Collect every line in the entries below that contains the word "trimmed", copying each line in full. Case matters, so a line only counts when its capital and small letters match.

++++ RECORD LIST ++++

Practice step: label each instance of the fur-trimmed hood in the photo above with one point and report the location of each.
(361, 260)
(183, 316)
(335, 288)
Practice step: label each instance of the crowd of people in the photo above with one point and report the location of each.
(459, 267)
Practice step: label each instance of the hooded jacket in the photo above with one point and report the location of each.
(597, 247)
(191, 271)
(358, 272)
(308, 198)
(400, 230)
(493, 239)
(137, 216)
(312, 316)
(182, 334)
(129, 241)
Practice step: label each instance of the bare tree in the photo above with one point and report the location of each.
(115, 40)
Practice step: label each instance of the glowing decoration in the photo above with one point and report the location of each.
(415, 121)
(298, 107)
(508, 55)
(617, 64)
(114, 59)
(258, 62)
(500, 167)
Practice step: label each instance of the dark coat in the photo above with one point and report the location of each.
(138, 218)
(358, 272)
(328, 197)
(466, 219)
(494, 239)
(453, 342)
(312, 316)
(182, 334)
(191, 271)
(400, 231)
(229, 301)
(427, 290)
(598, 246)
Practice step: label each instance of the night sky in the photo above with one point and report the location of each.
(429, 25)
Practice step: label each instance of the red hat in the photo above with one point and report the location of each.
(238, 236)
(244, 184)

++++
++++ RECORD LIST ++++

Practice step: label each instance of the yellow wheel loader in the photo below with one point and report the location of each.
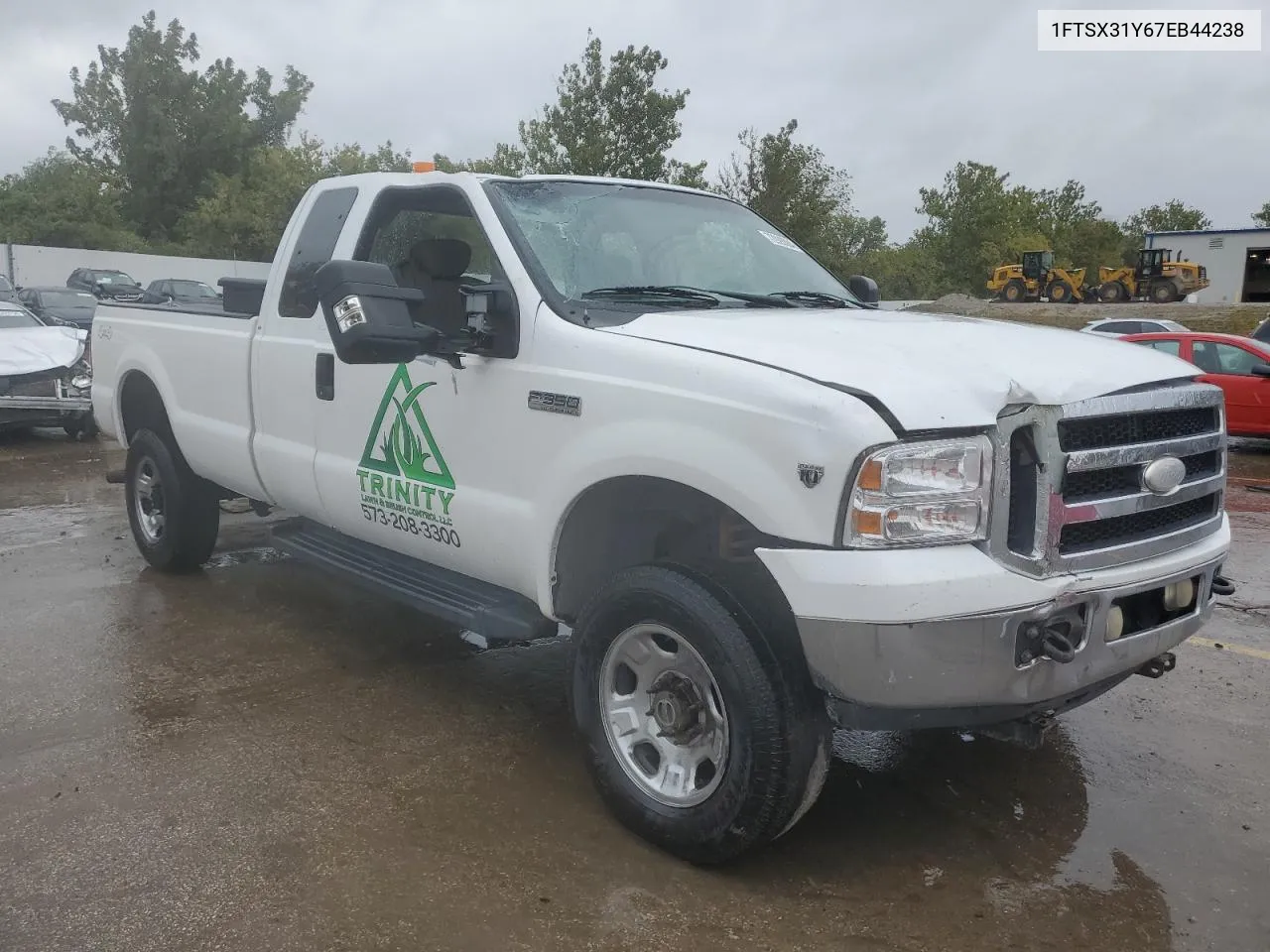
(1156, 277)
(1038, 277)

++++
++++ RECORD LIST ++++

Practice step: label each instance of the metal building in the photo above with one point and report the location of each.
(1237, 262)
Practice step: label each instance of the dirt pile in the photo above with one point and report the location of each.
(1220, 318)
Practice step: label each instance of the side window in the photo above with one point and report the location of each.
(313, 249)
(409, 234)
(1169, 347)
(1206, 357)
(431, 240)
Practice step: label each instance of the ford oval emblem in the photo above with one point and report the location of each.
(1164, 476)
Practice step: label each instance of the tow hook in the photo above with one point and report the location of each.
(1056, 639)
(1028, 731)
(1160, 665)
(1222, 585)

++++

EXERCISE RESULT:
Practice step: label each instance of the fur-trimmed hood in the photo above with one point and report the location of each.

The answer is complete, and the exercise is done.